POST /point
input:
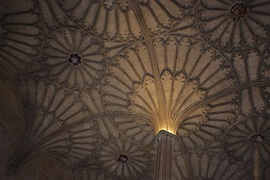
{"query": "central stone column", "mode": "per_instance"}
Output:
(165, 142)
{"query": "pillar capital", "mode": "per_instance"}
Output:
(165, 141)
(163, 135)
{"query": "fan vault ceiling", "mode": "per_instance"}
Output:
(86, 86)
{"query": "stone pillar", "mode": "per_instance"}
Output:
(257, 169)
(165, 142)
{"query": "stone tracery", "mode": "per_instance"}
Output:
(114, 69)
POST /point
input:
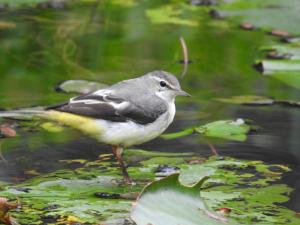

* _ACTIVITY_: Copy task for the entries above: every line with the string "mode".

* _OUTPUT BELOW_:
{"query": "central stone column", "mode": "per_instance"}
{"query": "pillar capital", "mode": "per_instance"}
{"query": "fan vault ceiling", "mode": "per_instance"}
{"query": "stone pillar", "mode": "per_instance"}
{"query": "stone tracery", "mode": "per_instance"}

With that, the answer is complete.